The following essay was originally published in The Tragic Drama of the Greeks. A.E. Haigh. Oxford: Clarendon Press, 1896. pp. 273-80.
The fondness of Euripides for philosophical digressions has [often] been noticed as one of his characteristics. Like the other dramatists of the fifth century [B.C.] he regarded tragedy as an instrument of instruction, and the tragic poet as a teacher of wisdom to the common people. But while the lessons of the older poets had been enforced in the deep religious motive which ran through the whole play, Euripides ... adopts a different method. He lays far less emphasis on the general purport of his dramas, and conveys his teaching in the way of occasional maxims and discussions, with which the dialogue is profusely strewn. His works are a mine of gnomic reflection, almost every important question of political, moral, and social science being reviewed or debated in one place or another. Much of this moralizing is of the conventional type, and possesses no features of special interest. But it may be worthwhile to collect together ... some of his more characteristic ideas, in which his individual temperament is best displayed.
As far as political theories are concerned, he re-echoes the ordinary Athenian detestation of tyranny and oligarchy, and the Athenian enthusiasm for democratic institutions. Freedom is a "priceless name," and the man who enjoys it, though poor otherwise, has a "great possession." The advantages of democracy are eloquently described by Theseus as consisting in equal laws, free speech, protection from outrage, and the encouragement of talent. But the democracy favoured by Euripides is to be of a moderate type, in which neither rich nor poor have excessive influence. The rich are always "striving to increase their wealth"; the poor, "cheated by the tongues of bad leaders," are ever ready to attack the wealthy class, Moreover a humble labourer, however intelligent, has no leisure to devote to politics, and is easily led astray by the demagogues, whose plausibility and unscrupulous ambition are frequently denounced by Euripides. It is in the middle class that he places his trust, and especially in the class of farmers -- men who cultivate their own lands, and seldom visit the city and the marketplace, and who, "though not beautiful in shape," are "courageous, shrewd in argument, and honest and blameless in their lives."
════
Please state which class the essay on Euripides says he places his trust in.

Point labeling dataset excerpts
════
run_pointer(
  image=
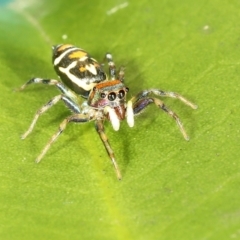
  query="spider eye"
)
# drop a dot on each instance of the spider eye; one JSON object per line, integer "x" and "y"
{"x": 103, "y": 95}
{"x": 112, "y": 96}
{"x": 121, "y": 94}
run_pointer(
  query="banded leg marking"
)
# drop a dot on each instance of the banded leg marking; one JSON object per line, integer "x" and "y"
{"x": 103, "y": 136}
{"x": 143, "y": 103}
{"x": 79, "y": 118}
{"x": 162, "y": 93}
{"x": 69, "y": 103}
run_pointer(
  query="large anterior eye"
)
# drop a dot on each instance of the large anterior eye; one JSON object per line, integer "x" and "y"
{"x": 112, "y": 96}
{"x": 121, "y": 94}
════
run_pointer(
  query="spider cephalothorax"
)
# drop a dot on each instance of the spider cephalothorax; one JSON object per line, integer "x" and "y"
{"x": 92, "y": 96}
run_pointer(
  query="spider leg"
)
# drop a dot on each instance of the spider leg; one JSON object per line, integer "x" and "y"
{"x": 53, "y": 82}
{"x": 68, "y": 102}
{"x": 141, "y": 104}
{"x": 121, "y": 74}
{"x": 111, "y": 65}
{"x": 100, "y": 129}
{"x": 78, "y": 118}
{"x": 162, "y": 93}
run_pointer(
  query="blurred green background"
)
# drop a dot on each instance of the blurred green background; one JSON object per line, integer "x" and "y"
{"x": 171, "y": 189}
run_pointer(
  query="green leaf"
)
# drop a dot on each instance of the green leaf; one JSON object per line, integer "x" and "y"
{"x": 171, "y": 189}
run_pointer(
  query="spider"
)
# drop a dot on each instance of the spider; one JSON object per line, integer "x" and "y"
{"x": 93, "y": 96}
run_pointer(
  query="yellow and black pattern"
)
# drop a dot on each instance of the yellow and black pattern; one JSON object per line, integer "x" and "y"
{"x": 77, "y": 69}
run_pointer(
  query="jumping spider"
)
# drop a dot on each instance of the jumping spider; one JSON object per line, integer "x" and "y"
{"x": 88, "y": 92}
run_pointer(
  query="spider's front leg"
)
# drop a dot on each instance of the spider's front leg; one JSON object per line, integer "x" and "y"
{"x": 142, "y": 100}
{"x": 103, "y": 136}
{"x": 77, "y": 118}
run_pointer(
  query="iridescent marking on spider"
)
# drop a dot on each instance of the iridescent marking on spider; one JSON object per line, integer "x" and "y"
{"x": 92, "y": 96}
════
Solution for this exercise —
The middle class, especially farmers who cultivate their own lands.